* WHAT YOU SHOULD DO: Your answer must consist of exactly the lines below, starting with the line with "tag the fish fin, one point per instance." and going on through the line with "Each point like <point>496,69</point>.", and nothing else.

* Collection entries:
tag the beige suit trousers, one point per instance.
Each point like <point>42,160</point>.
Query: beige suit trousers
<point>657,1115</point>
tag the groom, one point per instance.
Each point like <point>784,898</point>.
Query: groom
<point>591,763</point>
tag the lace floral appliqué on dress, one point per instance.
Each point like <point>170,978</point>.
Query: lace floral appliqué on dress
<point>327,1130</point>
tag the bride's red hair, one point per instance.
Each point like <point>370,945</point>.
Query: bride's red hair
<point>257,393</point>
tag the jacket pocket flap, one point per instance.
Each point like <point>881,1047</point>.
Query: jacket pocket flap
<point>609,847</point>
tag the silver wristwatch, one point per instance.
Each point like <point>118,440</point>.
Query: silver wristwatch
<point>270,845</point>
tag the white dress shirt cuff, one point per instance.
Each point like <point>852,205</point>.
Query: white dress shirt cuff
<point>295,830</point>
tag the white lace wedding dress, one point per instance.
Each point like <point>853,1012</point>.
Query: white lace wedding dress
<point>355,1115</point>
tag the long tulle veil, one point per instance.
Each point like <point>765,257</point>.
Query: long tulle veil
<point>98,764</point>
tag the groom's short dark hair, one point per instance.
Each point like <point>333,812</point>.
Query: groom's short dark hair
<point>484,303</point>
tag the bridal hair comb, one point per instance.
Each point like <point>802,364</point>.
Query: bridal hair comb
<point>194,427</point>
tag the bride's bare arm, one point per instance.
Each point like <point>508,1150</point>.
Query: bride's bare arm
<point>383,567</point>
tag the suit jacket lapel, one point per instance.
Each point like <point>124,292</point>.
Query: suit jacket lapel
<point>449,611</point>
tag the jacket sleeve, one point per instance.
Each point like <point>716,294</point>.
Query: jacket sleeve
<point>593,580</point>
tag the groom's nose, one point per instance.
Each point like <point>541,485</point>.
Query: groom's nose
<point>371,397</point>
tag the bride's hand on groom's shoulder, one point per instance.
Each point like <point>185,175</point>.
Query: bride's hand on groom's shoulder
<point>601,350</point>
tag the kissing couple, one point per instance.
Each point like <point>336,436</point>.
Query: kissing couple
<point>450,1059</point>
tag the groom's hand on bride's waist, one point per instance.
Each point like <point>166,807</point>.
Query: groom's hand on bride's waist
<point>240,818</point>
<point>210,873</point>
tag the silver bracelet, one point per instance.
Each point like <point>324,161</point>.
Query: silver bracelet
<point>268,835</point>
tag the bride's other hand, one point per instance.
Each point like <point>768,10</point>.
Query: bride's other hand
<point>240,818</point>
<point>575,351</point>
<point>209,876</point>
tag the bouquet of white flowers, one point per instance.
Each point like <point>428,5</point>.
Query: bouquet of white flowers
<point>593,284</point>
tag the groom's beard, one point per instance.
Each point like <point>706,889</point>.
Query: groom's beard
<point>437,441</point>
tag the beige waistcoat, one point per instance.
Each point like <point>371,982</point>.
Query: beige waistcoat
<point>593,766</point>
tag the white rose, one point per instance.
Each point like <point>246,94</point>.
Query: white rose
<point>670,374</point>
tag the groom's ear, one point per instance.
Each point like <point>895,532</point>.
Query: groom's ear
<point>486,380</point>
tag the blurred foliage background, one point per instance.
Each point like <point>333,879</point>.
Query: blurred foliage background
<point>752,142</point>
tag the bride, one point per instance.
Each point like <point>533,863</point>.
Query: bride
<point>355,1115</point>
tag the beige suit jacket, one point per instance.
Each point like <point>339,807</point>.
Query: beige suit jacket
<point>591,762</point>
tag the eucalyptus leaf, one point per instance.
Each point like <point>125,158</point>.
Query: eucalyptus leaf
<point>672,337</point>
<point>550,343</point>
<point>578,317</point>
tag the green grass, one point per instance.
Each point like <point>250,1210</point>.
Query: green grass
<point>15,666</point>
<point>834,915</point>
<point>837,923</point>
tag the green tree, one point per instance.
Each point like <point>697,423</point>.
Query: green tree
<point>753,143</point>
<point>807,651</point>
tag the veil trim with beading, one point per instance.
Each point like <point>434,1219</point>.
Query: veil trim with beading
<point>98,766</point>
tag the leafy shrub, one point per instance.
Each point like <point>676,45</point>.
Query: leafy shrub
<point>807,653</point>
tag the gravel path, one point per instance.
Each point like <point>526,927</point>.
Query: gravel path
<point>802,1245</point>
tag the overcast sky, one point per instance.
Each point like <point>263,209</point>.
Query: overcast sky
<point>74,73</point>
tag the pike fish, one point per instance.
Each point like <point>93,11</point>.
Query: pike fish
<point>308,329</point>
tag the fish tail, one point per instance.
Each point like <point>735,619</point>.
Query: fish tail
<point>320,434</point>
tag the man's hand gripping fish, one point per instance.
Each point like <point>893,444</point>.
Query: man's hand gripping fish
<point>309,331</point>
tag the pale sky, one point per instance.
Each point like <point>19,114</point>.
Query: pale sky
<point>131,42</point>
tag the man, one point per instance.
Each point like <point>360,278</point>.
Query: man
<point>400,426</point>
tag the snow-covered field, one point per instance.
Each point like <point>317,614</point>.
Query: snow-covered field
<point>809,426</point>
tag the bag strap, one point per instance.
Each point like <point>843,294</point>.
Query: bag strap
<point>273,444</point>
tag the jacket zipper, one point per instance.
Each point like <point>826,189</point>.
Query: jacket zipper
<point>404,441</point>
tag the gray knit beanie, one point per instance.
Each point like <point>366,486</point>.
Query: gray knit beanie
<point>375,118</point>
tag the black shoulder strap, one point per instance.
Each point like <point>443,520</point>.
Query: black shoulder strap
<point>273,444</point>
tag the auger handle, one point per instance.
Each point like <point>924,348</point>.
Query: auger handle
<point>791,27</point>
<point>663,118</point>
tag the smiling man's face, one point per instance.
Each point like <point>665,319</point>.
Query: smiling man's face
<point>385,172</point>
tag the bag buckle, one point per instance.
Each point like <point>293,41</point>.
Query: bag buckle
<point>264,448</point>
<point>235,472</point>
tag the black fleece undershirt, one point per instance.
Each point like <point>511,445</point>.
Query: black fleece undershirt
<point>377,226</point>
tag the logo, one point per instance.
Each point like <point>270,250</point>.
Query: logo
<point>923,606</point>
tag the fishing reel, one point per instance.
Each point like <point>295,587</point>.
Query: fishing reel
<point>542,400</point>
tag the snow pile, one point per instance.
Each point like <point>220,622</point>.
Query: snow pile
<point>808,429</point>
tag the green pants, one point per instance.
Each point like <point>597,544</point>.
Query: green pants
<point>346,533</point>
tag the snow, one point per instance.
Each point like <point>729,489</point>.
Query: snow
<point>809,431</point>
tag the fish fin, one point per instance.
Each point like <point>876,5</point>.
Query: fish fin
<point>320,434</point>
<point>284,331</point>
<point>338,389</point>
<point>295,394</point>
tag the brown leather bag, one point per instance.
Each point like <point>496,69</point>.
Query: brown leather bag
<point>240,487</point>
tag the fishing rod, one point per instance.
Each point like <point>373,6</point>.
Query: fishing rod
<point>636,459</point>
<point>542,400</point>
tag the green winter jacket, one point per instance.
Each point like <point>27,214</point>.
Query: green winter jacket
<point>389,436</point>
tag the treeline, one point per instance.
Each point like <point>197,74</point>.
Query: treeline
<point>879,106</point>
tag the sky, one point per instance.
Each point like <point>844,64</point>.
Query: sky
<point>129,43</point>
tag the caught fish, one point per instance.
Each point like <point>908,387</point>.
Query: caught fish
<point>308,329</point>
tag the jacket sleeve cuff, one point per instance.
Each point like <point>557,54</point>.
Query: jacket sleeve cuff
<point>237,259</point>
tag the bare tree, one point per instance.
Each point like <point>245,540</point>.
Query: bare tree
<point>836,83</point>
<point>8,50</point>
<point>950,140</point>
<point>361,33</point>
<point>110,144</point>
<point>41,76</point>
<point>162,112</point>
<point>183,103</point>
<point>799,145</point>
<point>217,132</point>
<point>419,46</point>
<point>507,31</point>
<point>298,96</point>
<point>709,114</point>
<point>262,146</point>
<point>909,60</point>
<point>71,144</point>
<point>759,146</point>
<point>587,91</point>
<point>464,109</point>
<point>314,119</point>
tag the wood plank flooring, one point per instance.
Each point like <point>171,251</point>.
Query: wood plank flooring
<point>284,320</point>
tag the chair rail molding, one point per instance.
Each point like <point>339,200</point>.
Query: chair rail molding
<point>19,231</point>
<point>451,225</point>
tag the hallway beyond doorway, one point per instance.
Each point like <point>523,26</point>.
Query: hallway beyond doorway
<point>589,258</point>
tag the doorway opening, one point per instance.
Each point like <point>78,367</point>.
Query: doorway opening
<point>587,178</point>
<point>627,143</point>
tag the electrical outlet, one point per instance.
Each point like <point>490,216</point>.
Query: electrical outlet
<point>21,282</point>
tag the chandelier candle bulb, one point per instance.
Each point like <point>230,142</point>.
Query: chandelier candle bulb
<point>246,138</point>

* TASK ANSWER:
tag the fish fin, one point per instance.
Each point like <point>876,5</point>.
Query: fish fin
<point>320,434</point>
<point>284,331</point>
<point>338,389</point>
<point>295,394</point>
tag the brown leather bag, one point per instance.
Each point like <point>496,69</point>.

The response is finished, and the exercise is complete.